-- start --
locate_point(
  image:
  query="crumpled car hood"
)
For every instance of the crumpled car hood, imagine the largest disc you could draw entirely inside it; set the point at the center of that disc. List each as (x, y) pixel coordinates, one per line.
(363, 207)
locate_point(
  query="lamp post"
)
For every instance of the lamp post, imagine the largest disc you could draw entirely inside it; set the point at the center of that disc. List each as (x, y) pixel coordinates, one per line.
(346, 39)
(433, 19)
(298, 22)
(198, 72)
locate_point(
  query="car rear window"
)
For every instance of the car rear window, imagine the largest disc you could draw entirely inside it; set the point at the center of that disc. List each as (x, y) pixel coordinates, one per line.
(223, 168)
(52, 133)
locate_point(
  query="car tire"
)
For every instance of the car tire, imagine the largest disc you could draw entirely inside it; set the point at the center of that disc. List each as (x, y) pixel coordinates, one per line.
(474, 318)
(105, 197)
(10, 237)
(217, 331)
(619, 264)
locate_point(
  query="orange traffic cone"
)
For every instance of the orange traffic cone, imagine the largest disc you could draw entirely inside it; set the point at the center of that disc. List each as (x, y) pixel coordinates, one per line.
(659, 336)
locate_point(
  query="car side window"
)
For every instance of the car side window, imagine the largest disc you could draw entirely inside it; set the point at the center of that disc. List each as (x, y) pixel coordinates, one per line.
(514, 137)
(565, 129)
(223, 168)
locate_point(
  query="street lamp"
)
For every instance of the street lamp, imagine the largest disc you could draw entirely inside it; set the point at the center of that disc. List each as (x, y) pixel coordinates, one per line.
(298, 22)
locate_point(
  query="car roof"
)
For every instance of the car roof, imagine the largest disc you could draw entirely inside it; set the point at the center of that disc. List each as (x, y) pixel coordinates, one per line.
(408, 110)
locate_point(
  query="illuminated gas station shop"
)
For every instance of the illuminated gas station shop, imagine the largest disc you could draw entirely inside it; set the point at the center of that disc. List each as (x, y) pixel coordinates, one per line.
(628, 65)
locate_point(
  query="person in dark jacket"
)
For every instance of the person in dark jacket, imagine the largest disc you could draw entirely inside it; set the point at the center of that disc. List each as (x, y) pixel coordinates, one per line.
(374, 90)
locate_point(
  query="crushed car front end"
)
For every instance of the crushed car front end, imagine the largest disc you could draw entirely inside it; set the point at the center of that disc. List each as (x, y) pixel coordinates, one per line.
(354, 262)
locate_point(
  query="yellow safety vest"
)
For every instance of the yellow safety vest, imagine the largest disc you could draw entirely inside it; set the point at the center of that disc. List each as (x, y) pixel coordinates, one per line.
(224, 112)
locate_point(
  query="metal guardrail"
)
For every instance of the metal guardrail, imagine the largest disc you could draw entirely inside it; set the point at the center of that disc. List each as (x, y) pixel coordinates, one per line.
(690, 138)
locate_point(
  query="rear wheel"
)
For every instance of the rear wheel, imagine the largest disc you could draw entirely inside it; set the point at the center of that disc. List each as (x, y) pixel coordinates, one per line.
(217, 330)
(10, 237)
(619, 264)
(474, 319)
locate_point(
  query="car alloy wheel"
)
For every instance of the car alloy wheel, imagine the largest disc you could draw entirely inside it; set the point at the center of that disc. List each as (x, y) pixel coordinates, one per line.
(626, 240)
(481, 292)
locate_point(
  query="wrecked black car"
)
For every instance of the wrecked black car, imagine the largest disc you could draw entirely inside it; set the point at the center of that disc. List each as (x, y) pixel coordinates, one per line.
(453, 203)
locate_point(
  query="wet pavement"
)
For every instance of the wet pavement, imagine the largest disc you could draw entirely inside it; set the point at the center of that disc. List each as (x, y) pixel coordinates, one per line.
-- end --
Please count the lines in the listing above that contain the string "street", matching case exactly, and give only that number.

2